Plateforme entre l’Europe et l’Amérique latine, la foire ARCOmadrid défend un marché bien plus vaste que la seule Espagne grâce à sa cohorte de galeries et de collectionneurs latinos qui plébiscitent de plus en plus la capitale hispanique. Qu’ils y aient déménagé, ou installé leurs collections, les plus grands sont passés la semaine dernière découvrir cette édition 2024, de la Cubaine Ella Fontanals-Cisneros à l’Argento-américain de Miami Jorge M. Pérez. D’innombrables représentants de fondations et de musées, notamment américains, de Chicago à Los Angeles, ont aussi arpenté les allées de cette vaste foire de plus de 200 exposants.
Le changement de dates, dû selon la directrice de la foire, Maribel Lopez, aux disponibilités de l’IFEMA, le centre des congrès et d’exposition de Madrid, et aux délais de construction de certains secteurs de la foire, n’a que peu affecté la fréquentation malgré le calendrier chargé – avec la Tefaf de Maastricht en même temps, et Art Dubaï et Frieze Los Angeles la semaine précédente. Plusieurs méga galeries disposant d’équipes nombreuses étaient présentes, telles Perrotin, Thaddaeus Ropac ou Lévy Gorvy Dayan avec un focus sur Francesco Clemente.

# [Ensemble de lignes]
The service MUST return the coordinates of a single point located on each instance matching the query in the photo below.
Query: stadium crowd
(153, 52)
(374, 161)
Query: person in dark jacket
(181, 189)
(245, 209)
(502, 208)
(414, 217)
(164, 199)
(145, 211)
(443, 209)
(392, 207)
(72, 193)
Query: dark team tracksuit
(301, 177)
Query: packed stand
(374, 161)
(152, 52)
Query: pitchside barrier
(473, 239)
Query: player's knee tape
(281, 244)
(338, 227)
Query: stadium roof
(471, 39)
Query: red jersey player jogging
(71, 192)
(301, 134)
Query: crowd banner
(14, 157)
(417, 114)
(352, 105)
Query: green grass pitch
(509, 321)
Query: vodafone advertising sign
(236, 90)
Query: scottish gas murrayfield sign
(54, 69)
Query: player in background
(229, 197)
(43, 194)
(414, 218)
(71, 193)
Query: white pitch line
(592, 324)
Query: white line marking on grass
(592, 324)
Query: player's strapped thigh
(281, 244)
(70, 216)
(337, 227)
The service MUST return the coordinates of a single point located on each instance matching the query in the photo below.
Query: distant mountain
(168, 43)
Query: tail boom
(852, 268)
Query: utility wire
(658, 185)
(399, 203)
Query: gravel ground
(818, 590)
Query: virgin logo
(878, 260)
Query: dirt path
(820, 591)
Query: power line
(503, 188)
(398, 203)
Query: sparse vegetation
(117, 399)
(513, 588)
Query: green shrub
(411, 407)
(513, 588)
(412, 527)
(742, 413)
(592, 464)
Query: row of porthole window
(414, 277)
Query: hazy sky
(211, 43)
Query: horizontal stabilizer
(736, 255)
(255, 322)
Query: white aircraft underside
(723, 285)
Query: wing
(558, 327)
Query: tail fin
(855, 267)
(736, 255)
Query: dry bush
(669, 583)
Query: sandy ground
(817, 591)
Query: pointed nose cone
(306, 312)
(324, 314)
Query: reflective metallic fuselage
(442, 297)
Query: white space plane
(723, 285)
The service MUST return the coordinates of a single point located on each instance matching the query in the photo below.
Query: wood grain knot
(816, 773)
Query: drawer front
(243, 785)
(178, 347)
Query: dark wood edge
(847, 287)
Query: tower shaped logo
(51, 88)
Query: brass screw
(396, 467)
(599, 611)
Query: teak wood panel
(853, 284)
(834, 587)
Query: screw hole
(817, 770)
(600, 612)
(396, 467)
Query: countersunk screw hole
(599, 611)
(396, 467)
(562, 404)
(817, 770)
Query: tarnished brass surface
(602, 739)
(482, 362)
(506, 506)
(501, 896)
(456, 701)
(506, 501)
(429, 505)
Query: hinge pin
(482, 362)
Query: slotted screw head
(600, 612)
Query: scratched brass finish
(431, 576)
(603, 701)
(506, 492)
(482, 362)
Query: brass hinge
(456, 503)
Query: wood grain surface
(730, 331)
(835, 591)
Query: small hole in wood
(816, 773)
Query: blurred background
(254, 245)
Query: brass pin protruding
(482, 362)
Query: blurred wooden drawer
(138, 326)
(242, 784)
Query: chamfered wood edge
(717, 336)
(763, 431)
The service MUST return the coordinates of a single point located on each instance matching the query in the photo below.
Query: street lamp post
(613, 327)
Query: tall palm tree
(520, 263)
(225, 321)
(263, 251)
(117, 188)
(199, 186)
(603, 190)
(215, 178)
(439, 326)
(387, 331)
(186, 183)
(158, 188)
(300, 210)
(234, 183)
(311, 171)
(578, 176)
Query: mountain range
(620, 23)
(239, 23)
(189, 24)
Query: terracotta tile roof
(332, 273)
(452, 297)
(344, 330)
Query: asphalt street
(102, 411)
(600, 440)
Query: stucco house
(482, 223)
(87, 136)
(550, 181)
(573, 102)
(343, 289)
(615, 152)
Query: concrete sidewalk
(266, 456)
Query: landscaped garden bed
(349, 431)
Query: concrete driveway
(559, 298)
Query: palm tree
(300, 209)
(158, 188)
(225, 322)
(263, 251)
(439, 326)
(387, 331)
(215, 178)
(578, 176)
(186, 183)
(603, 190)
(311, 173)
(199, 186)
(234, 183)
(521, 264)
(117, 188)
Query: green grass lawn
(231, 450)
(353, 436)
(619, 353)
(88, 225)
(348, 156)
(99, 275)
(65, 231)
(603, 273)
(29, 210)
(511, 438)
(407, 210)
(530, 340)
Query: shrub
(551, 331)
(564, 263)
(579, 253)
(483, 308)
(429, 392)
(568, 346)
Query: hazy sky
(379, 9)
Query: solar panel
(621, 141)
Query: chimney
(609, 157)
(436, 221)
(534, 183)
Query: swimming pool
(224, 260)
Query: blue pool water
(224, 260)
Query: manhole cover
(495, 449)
---
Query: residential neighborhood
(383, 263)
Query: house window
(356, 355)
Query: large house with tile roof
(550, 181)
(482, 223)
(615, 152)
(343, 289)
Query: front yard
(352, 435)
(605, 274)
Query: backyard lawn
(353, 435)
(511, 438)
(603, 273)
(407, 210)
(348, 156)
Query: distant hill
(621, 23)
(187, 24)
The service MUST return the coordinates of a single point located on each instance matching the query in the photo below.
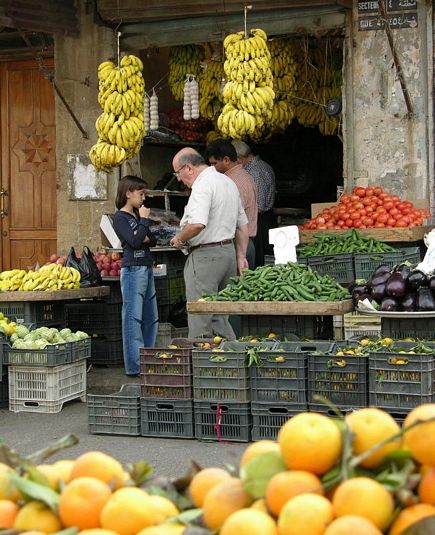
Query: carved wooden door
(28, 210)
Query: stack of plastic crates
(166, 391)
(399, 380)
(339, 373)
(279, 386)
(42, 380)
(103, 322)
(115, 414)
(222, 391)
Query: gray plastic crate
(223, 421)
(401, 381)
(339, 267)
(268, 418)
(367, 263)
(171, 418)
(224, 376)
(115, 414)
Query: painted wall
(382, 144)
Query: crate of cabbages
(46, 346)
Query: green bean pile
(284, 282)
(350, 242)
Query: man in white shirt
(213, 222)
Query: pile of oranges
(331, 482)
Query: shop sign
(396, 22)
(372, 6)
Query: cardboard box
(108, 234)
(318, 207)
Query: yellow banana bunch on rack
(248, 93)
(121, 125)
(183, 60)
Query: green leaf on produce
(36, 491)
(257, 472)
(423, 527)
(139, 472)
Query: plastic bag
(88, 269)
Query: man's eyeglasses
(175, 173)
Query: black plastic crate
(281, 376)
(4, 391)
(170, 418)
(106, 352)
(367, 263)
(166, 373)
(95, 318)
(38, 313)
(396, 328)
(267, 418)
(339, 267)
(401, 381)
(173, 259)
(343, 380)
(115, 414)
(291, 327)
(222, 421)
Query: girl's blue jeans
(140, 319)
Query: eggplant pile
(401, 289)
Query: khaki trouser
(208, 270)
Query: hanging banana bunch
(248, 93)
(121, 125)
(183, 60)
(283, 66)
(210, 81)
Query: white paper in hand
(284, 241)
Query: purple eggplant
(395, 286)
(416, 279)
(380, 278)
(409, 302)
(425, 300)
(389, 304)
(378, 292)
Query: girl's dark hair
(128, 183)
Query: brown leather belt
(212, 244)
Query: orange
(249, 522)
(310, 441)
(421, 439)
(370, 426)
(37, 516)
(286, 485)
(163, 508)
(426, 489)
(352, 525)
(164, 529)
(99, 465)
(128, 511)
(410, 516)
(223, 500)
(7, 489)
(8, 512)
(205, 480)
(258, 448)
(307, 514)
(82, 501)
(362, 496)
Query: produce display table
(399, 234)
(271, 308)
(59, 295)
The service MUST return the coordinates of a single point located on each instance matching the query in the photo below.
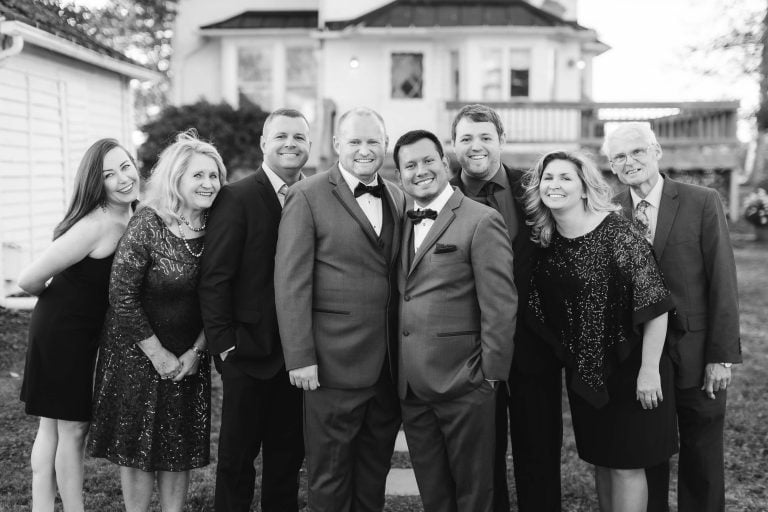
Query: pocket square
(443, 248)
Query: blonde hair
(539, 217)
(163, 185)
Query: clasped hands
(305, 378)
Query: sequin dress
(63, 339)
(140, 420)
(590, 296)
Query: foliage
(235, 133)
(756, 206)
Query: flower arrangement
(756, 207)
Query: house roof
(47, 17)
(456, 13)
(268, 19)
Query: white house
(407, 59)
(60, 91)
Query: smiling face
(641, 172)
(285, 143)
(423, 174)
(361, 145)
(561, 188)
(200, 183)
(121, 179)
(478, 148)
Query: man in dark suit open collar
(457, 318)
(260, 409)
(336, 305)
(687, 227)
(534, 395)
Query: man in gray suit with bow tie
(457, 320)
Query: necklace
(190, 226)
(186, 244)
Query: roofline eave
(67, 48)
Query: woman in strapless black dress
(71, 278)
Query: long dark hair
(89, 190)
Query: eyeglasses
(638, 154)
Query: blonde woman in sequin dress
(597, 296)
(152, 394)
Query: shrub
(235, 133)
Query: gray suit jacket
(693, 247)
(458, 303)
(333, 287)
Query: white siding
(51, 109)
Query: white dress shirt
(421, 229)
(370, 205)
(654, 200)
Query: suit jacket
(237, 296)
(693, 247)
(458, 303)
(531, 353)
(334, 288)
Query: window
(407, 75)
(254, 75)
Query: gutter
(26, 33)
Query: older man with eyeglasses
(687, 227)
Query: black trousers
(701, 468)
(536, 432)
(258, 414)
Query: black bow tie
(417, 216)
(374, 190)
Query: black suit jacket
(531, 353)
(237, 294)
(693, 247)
--
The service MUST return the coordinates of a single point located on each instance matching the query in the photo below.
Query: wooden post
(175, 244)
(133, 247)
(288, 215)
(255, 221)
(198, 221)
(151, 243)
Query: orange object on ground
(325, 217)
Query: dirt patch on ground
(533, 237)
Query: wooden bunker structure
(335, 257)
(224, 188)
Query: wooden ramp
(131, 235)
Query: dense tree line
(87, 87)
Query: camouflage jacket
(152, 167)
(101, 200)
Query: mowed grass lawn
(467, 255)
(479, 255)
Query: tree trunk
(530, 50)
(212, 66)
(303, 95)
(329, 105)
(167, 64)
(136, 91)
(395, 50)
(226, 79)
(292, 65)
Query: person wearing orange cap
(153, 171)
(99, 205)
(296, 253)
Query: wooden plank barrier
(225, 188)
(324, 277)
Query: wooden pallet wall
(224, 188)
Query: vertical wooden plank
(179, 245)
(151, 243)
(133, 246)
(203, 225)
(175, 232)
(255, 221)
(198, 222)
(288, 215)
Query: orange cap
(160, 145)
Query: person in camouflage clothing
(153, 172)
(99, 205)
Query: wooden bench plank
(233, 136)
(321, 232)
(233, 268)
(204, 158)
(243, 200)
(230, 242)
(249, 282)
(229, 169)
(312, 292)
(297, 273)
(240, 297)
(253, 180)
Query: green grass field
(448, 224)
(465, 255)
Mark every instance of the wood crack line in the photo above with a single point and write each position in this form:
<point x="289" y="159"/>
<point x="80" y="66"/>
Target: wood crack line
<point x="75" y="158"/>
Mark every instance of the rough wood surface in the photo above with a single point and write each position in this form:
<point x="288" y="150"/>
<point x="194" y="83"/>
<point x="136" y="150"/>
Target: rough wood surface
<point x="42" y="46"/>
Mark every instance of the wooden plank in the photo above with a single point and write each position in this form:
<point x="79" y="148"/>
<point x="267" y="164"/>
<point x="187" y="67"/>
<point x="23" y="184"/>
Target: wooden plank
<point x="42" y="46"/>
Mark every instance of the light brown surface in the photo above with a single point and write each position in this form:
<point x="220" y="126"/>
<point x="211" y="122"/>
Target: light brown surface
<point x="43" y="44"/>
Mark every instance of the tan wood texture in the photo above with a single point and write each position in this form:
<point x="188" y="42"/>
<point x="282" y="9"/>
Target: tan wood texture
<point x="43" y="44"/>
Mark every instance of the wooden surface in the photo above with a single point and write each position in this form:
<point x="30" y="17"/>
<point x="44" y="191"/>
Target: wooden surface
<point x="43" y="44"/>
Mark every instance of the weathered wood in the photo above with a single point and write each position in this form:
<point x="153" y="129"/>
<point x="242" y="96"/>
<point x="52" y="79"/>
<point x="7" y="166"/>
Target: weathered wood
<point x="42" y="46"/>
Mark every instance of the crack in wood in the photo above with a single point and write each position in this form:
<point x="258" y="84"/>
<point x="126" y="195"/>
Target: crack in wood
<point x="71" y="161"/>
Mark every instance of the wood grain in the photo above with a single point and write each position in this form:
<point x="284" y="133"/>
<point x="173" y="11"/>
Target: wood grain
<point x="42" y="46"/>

# [Objectif]
Transcrivez à l'identique le passage du texte sur la foire ARCOmadrid, depuis « Plateforme entre l’Europe » jusqu'à « de 200 exposants. » inclus.

# [Exercice réalisé]
Plateforme entre l’Europe et l’Amérique latine, la foire ARCOmadrid défend un marché bien plus vaste que la seule Espagne grâce à sa cohorte de galeries et de collectionneurs latinos qui plébiscitent de plus en plus la capitale hispanique. Qu’ils y aient déménagé, ou installé leurs collections, les plus grands sont passés la semaine dernière découvrir cette édition 2024, de la Cubaine Ella Fontanals-Cisneros à l’Argento-américain de Miami Jorge M. Pérez. D’innombrables représentants de fondations et de musées, notamment américains, de Chicago à Los Angeles, ont aussi arpenté les allées de cette vaste foire de plus de 200 exposants.